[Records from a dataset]
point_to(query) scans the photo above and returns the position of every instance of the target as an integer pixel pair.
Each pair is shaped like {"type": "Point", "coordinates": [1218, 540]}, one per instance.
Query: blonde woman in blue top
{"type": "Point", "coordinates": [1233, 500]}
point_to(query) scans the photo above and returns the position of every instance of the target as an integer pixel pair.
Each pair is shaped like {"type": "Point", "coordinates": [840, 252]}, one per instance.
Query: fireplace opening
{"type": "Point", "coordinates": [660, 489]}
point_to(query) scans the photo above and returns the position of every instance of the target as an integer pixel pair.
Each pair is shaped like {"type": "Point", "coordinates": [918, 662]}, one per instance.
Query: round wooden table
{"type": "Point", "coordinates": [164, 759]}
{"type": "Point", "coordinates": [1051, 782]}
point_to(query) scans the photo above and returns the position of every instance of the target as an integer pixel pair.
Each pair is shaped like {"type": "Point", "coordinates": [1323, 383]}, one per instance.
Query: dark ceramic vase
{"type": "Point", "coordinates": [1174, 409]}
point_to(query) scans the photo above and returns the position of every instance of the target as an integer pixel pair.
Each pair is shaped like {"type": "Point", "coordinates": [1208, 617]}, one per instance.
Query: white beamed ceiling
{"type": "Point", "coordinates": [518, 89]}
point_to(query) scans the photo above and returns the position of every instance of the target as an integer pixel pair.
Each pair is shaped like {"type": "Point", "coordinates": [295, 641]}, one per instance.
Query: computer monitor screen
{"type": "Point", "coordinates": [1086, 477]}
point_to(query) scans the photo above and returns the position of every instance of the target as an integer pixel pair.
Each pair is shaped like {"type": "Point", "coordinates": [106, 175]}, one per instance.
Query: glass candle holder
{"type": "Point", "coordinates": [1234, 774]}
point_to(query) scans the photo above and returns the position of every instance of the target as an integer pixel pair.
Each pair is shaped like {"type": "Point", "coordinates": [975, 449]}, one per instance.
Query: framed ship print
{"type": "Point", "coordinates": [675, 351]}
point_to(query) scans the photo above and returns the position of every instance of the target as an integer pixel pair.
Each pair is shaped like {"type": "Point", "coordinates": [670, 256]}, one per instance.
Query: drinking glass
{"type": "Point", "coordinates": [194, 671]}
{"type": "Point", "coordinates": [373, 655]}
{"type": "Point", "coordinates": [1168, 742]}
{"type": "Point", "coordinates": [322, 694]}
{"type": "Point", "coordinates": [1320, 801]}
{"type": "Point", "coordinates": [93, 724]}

▶ The task
When the entries above are retyped, each line must stay exactly as it is.

▶ Exercise response
point_to(query) scans the photo above and returns the position of every instance of the target as an integer pixel pair.
Each pair is shaped like {"type": "Point", "coordinates": [1218, 540]}, one per instance.
Query: blonde woman in blue top
{"type": "Point", "coordinates": [1233, 500]}
point_to(query) scans the photo above and returns the position of every instance of the target as an integer pixel pair.
Each pair is shaped like {"type": "Point", "coordinates": [840, 252]}, one per instance.
Query: fireplace opening
{"type": "Point", "coordinates": [660, 489]}
point_to(query) scans the photo above and returns the position of every instance of the target as an integer pixel pair.
Each pair is shaped like {"type": "Point", "coordinates": [918, 662]}, one per instance.
Query: round wooden table
{"type": "Point", "coordinates": [164, 759]}
{"type": "Point", "coordinates": [1051, 782]}
point_to(query) scans the photo above and returns the position of every instance of the target as an integer pixel pair.
Each pair is shaped like {"type": "Point", "coordinates": [1323, 383]}, one per instance.
Query: dark ceramic vase
{"type": "Point", "coordinates": [1174, 409]}
point_to(query) scans the photo above and returns the position of every instance of the target as an integer pixel pair.
Each pair is shaped like {"type": "Point", "coordinates": [1208, 617]}, one per instance.
Query: white beamed ceiling
{"type": "Point", "coordinates": [518, 89]}
point_to(query) scans the photo above and returns the position of every instance of the target as an integer pixel pair.
Each pair is shaped like {"type": "Point", "coordinates": [295, 641]}, one per instance.
Query: computer monitor screen
{"type": "Point", "coordinates": [1086, 477]}
point_to(query) scans the photo above and returns the position of every instance of the target as an integer pixel pair.
Each pair is shaped like {"type": "Point", "coordinates": [106, 175]}, one per instance.
Query: glass candle holder
{"type": "Point", "coordinates": [1234, 774]}
point_to(query) scans the photo above and returns the position of every instance of the target as an integer pixel pair.
Each pair is shaped like {"type": "Point", "coordinates": [975, 449]}, one per instance.
Query: framed ship print
{"type": "Point", "coordinates": [675, 351]}
point_to(query) scans the photo above and returns the position of every instance of the target as an integer pixel pair.
Each pair is shaped like {"type": "Point", "coordinates": [670, 256]}, one per instance.
Query: drinking glass
{"type": "Point", "coordinates": [194, 671]}
{"type": "Point", "coordinates": [373, 655]}
{"type": "Point", "coordinates": [1168, 742]}
{"type": "Point", "coordinates": [322, 694]}
{"type": "Point", "coordinates": [1320, 801]}
{"type": "Point", "coordinates": [93, 724]}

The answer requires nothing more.